What you have to do ::
Copy every one of the following records verbatim, line for line, without changing any character.
####
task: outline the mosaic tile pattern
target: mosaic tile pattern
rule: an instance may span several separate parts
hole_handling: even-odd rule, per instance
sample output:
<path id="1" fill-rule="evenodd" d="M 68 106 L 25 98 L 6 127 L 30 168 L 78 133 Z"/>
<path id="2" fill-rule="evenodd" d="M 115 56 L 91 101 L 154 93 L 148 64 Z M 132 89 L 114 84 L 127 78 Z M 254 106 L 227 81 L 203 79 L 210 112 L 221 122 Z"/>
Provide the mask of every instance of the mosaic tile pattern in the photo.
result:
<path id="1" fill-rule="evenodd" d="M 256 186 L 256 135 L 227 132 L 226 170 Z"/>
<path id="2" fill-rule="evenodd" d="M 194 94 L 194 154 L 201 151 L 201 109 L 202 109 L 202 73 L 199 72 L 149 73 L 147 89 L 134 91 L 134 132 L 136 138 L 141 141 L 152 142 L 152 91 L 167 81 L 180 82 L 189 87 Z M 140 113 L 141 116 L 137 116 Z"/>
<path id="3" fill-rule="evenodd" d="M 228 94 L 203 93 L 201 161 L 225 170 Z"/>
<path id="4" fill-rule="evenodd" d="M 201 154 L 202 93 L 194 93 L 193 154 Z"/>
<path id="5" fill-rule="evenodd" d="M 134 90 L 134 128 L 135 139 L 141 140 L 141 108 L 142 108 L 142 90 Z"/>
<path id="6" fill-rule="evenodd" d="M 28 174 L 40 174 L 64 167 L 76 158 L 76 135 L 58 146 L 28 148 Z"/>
####
Correct response ::
task: outline the mosaic tile pattern
target: mosaic tile pattern
rule: an instance may span several separate parts
hole_handling: even-odd rule, per instance
sample output:
<path id="1" fill-rule="evenodd" d="M 68 106 L 25 98 L 6 127 L 30 168 L 78 133 Z"/>
<path id="2" fill-rule="evenodd" d="M 115 56 L 91 101 L 154 93 L 148 64 Z M 132 89 L 114 84 L 127 78 Z M 254 106 L 227 81 L 203 79 L 210 112 L 221 122 Z"/>
Provide the mask of every instance of the mosaic tile pattern in the photo.
result:
<path id="1" fill-rule="evenodd" d="M 256 186 L 256 135 L 227 132 L 226 170 Z"/>
<path id="2" fill-rule="evenodd" d="M 194 94 L 194 154 L 201 151 L 201 109 L 202 109 L 202 73 L 199 72 L 149 73 L 147 89 L 134 91 L 134 132 L 136 138 L 141 141 L 152 142 L 152 91 L 167 81 L 180 82 L 189 87 Z M 140 113 L 141 116 L 137 116 Z"/>
<path id="3" fill-rule="evenodd" d="M 228 94 L 203 93 L 201 161 L 225 170 Z"/>
<path id="4" fill-rule="evenodd" d="M 201 154 L 202 93 L 194 93 L 193 154 Z"/>
<path id="5" fill-rule="evenodd" d="M 134 90 L 134 128 L 135 139 L 141 140 L 141 108 L 142 108 L 142 90 Z"/>
<path id="6" fill-rule="evenodd" d="M 28 174 L 40 174 L 64 167 L 76 158 L 76 135 L 58 146 L 28 148 Z"/>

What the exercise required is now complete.